→ Material provided:
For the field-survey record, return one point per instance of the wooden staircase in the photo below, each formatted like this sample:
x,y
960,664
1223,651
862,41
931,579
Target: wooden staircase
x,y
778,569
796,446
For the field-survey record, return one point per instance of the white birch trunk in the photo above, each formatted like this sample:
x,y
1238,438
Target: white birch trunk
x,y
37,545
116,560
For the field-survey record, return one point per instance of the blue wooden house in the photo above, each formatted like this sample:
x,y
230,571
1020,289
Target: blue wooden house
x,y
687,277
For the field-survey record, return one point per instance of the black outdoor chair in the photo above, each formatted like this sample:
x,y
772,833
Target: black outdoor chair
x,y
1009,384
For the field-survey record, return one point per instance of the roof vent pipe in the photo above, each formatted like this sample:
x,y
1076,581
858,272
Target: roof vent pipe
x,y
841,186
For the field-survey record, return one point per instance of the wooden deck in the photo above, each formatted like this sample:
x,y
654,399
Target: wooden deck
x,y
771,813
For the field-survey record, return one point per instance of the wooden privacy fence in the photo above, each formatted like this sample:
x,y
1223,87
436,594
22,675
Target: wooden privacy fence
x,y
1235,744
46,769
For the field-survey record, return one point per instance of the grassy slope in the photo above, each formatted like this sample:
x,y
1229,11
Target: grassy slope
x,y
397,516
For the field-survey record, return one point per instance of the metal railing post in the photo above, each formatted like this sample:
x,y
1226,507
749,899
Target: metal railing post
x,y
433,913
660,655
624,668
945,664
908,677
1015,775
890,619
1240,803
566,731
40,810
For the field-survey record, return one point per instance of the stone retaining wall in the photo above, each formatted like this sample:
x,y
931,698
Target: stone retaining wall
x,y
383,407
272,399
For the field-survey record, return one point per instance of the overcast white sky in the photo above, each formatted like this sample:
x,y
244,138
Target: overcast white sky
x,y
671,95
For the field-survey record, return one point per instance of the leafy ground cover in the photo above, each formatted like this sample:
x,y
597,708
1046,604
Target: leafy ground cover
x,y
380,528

→ What to do:
Can you reproduce the material from the line containing "of the black" through the end of the material, both ends included and requests kept, adding 37 to every coordinate in the answers while leaving the requests and their format samples unchanged?

→ Exercise output:
For the field-survey record, return one point per instance of the black outdoor chair in the photo above, each formatted like this sample:
x,y
772,833
Target: black outdoor chair
x,y
1046,421
For the field-survey record, return one point per instance of the roof vent pipe in the photo above, each formatted like this sample:
x,y
1076,581
858,272
Target: roof vent pipe
x,y
878,223
For the field-survey record, return one point per instance of the wooden deck in the photo above, each formatted like this sample:
x,y
654,399
Target: wooden deck
x,y
808,850
For the field-survey record, return one point per instance of the wooden privacy fence in the photo above, each formatted like this sample:
x,y
1223,87
436,594
22,675
Target: wooden privacy fence
x,y
1272,781
83,806
For the field-survey record, return one point per instance of the grassy slope in the photo above, each formatted like this sample:
x,y
1229,11
Target: grassy slope
x,y
434,553
For the field-survey record, return one point per instance of the metal railing post in the photo above, each formatted like this sample:
x,y
1226,507
749,899
Target: metal railing post
x,y
470,950
697,692
661,705
982,701
945,714
1052,812
927,656
1277,840
603,768
77,847
For the field-survey record, return one point per instance of the stone retaining wall in the photo above, each formatted like this sample:
x,y
931,698
Target: stone retaining wall
x,y
420,444
309,436
For the field-survey record, return one point per instance of the overcast white sky in the photo above, each formatted like this sample:
x,y
244,138
Target: overcast white sky
x,y
708,132
For the field-survey record, return one point per instance of the leafy ground cover in the photo above, each formatted like this sample:
x,y
597,708
1046,604
Target: leafy ground cover
x,y
417,565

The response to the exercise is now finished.